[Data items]
=== Begin Enclosure ===

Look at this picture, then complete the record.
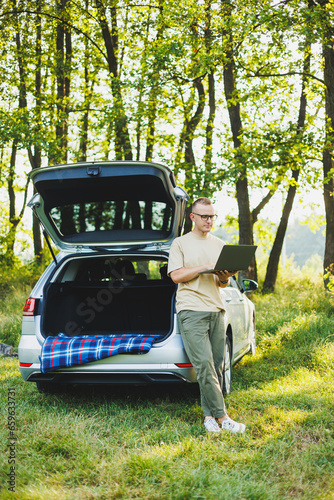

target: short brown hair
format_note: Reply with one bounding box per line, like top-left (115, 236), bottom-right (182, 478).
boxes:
top-left (192, 197), bottom-right (212, 212)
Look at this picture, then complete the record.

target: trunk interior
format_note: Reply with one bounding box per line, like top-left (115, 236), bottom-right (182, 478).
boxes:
top-left (41, 256), bottom-right (176, 339)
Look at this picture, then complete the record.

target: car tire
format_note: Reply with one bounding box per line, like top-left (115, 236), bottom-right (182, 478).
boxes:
top-left (249, 316), bottom-right (256, 356)
top-left (35, 381), bottom-right (63, 394)
top-left (223, 335), bottom-right (232, 396)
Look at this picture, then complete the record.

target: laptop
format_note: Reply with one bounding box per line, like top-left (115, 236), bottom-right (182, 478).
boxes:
top-left (199, 244), bottom-right (257, 273)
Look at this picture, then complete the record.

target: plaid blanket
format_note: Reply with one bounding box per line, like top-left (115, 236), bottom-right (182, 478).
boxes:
top-left (40, 333), bottom-right (162, 373)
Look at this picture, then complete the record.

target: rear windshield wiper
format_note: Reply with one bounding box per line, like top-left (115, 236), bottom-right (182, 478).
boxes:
top-left (89, 244), bottom-right (147, 252)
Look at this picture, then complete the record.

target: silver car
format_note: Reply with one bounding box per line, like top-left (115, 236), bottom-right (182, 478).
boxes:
top-left (18, 161), bottom-right (257, 394)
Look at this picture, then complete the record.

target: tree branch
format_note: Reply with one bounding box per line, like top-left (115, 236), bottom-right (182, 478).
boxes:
top-left (252, 186), bottom-right (280, 224)
top-left (18, 175), bottom-right (31, 222)
top-left (0, 10), bottom-right (108, 63)
top-left (246, 70), bottom-right (325, 86)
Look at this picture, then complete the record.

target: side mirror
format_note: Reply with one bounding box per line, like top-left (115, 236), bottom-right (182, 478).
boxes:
top-left (242, 279), bottom-right (258, 293)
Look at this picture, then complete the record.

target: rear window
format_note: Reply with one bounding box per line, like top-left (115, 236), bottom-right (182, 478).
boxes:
top-left (57, 257), bottom-right (169, 283)
top-left (49, 200), bottom-right (173, 236)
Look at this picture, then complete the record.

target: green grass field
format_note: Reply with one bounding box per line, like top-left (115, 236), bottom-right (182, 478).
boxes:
top-left (0, 274), bottom-right (334, 499)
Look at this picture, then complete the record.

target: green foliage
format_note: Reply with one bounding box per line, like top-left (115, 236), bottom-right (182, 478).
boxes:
top-left (0, 0), bottom-right (332, 287)
top-left (0, 0), bottom-right (326, 190)
top-left (1, 275), bottom-right (334, 498)
top-left (0, 258), bottom-right (44, 294)
top-left (0, 258), bottom-right (49, 348)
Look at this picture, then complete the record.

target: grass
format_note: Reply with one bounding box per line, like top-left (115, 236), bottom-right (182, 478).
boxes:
top-left (0, 286), bottom-right (30, 349)
top-left (0, 275), bottom-right (334, 499)
top-left (0, 260), bottom-right (44, 349)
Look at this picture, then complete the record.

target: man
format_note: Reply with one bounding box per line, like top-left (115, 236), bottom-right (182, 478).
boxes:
top-left (168, 197), bottom-right (246, 434)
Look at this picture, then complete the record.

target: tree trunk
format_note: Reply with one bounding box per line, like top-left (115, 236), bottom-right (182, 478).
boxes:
top-left (145, 4), bottom-right (164, 162)
top-left (96, 0), bottom-right (133, 160)
top-left (221, 0), bottom-right (254, 280)
top-left (6, 141), bottom-right (19, 258)
top-left (77, 0), bottom-right (93, 164)
top-left (54, 0), bottom-right (73, 232)
top-left (55, 0), bottom-right (65, 162)
top-left (202, 1), bottom-right (215, 194)
top-left (31, 1), bottom-right (43, 261)
top-left (183, 206), bottom-right (193, 235)
top-left (263, 170), bottom-right (299, 292)
top-left (263, 47), bottom-right (311, 292)
top-left (5, 11), bottom-right (31, 260)
top-left (54, 0), bottom-right (71, 164)
top-left (182, 78), bottom-right (205, 234)
top-left (322, 18), bottom-right (334, 289)
top-left (203, 71), bottom-right (215, 193)
top-left (145, 80), bottom-right (158, 162)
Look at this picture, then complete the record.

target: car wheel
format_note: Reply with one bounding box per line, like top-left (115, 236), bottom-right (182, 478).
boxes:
top-left (249, 316), bottom-right (256, 356)
top-left (35, 381), bottom-right (63, 394)
top-left (223, 335), bottom-right (232, 395)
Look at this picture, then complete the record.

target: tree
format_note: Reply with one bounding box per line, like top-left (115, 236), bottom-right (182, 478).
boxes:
top-left (0, 0), bottom-right (31, 260)
top-left (53, 0), bottom-right (72, 164)
top-left (317, 0), bottom-right (334, 289)
top-left (219, 0), bottom-right (284, 280)
top-left (95, 0), bottom-right (133, 160)
top-left (29, 0), bottom-right (43, 261)
top-left (0, 0), bottom-right (329, 276)
top-left (263, 41), bottom-right (311, 291)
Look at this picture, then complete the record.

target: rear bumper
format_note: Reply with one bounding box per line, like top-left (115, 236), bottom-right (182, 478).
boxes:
top-left (24, 369), bottom-right (196, 385)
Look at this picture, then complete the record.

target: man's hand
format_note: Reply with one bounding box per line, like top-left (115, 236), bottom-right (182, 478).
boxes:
top-left (214, 270), bottom-right (238, 287)
top-left (214, 270), bottom-right (238, 281)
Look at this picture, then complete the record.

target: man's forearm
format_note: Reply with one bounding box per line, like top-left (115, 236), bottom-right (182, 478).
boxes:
top-left (170, 265), bottom-right (213, 284)
top-left (170, 266), bottom-right (236, 285)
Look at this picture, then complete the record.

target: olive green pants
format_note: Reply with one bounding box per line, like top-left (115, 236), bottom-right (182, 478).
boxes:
top-left (178, 310), bottom-right (227, 419)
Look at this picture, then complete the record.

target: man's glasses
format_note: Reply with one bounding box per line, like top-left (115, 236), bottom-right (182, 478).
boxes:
top-left (192, 213), bottom-right (218, 221)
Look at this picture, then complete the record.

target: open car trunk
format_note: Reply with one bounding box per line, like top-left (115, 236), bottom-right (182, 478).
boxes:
top-left (41, 256), bottom-right (176, 339)
top-left (29, 161), bottom-right (188, 253)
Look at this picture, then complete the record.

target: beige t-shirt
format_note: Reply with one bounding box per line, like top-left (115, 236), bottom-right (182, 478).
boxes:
top-left (168, 231), bottom-right (225, 313)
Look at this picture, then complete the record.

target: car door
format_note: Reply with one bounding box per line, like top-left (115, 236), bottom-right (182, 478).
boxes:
top-left (221, 277), bottom-right (248, 357)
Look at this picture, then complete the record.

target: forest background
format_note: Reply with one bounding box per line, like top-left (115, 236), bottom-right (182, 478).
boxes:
top-left (0, 0), bottom-right (334, 292)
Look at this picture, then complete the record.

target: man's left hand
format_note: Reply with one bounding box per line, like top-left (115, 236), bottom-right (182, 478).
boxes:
top-left (214, 270), bottom-right (238, 281)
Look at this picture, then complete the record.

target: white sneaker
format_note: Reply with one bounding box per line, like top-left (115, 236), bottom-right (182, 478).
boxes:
top-left (220, 416), bottom-right (246, 433)
top-left (204, 418), bottom-right (221, 433)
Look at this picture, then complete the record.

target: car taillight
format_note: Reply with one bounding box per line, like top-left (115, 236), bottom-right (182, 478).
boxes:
top-left (175, 363), bottom-right (193, 368)
top-left (23, 298), bottom-right (36, 316)
top-left (20, 362), bottom-right (33, 367)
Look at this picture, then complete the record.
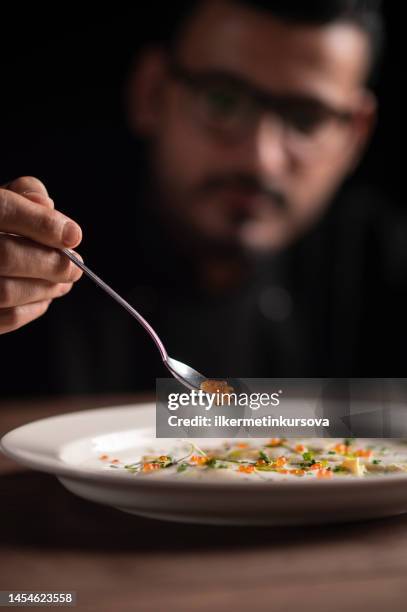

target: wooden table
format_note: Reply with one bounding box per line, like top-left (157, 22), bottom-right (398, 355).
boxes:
top-left (1, 395), bottom-right (407, 612)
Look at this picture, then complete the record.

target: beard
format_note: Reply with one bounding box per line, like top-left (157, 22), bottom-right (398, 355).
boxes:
top-left (150, 168), bottom-right (290, 257)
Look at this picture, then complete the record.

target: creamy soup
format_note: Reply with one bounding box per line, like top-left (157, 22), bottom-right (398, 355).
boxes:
top-left (96, 438), bottom-right (407, 481)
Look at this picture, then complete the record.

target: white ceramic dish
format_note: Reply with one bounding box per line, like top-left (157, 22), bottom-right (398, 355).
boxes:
top-left (2, 402), bottom-right (407, 525)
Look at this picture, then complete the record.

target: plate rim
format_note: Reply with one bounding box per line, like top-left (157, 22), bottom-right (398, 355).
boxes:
top-left (2, 402), bottom-right (407, 492)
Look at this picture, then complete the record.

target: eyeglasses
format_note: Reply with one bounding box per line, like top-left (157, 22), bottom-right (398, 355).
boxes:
top-left (168, 61), bottom-right (355, 159)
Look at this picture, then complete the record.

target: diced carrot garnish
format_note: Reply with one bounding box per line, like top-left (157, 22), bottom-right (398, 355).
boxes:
top-left (237, 443), bottom-right (249, 449)
top-left (295, 444), bottom-right (306, 453)
top-left (275, 456), bottom-right (287, 467)
top-left (317, 468), bottom-right (333, 479)
top-left (256, 459), bottom-right (267, 466)
top-left (143, 462), bottom-right (161, 472)
top-left (290, 469), bottom-right (306, 476)
top-left (333, 444), bottom-right (348, 455)
top-left (99, 454), bottom-right (109, 461)
top-left (268, 438), bottom-right (283, 447)
top-left (355, 449), bottom-right (373, 458)
top-left (238, 465), bottom-right (255, 474)
top-left (111, 459), bottom-right (120, 464)
top-left (190, 455), bottom-right (208, 465)
top-left (277, 469), bottom-right (289, 474)
top-left (310, 462), bottom-right (323, 470)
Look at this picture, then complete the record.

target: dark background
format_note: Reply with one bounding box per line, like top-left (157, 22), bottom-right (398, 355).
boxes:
top-left (1, 4), bottom-right (404, 206)
top-left (0, 4), bottom-right (405, 397)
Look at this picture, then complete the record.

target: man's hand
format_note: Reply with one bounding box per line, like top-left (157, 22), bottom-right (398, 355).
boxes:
top-left (0, 176), bottom-right (83, 334)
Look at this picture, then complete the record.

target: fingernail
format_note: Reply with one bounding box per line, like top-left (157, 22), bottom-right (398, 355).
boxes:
top-left (62, 221), bottom-right (81, 246)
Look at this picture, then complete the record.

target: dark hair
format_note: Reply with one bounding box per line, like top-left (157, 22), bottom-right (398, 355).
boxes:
top-left (167, 0), bottom-right (384, 86)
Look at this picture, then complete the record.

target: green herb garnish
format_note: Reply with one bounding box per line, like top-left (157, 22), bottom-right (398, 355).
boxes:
top-left (299, 451), bottom-right (316, 469)
top-left (255, 465), bottom-right (277, 472)
top-left (124, 462), bottom-right (142, 474)
top-left (258, 450), bottom-right (271, 463)
top-left (159, 456), bottom-right (174, 468)
top-left (206, 458), bottom-right (228, 469)
top-left (177, 462), bottom-right (189, 472)
top-left (302, 451), bottom-right (315, 462)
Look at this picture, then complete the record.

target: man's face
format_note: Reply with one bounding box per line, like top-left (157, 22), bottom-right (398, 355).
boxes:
top-left (132, 1), bottom-right (375, 253)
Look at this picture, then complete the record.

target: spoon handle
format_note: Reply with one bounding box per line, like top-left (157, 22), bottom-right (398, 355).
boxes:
top-left (61, 248), bottom-right (168, 361)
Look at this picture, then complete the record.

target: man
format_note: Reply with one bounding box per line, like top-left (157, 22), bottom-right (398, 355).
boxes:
top-left (1, 1), bottom-right (402, 396)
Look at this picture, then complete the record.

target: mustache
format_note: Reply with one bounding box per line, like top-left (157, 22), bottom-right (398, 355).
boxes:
top-left (195, 173), bottom-right (287, 210)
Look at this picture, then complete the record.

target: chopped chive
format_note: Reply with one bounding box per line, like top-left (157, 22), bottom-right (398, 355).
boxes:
top-left (177, 462), bottom-right (189, 473)
top-left (258, 450), bottom-right (271, 463)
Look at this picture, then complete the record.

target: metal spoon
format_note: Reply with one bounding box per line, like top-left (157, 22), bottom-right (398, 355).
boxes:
top-left (62, 248), bottom-right (206, 392)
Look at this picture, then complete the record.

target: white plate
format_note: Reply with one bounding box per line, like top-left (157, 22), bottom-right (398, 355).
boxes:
top-left (2, 402), bottom-right (407, 525)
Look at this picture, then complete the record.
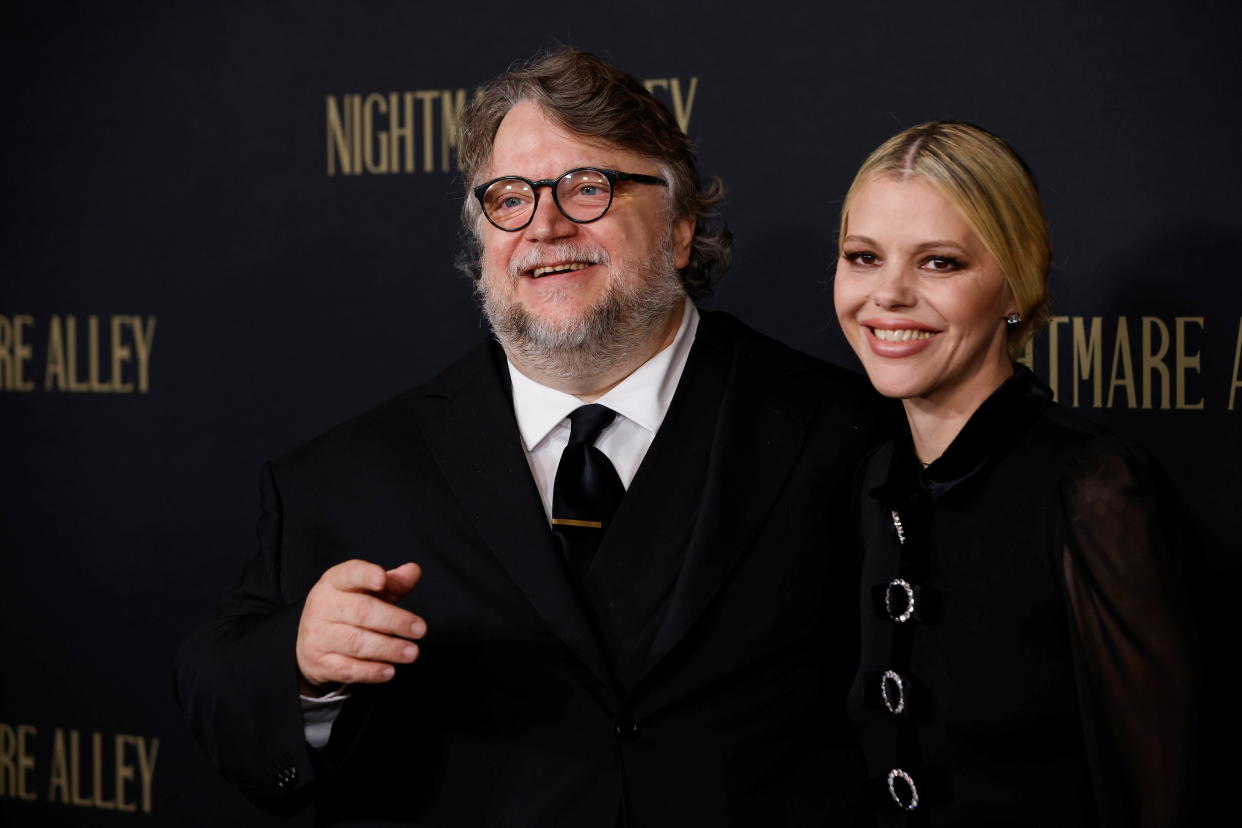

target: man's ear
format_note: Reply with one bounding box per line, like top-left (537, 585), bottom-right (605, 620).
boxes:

=== End Enclosure ===

### PROBLEM DESCRIPTION
Give again, exactly, the lines starting at the first entry above and ending at the line with "target: car tire"; please leave pictures out.

### TASK SOLUTION
Look at this picture, then complete the record.

target: short brown hair
format_note: Reply with one bounding box per line, like top-left (115, 236), bottom-right (182, 478).
boxes:
top-left (192, 197), bottom-right (212, 212)
Look at this picture, then complete the record.

target: trunk interior
format_note: Reply with one bounding box per line, like top-left (115, 236), bottom-right (182, 478).
boxes:
top-left (41, 256), bottom-right (176, 339)
Look at this picture, then complete the record.

target: car tire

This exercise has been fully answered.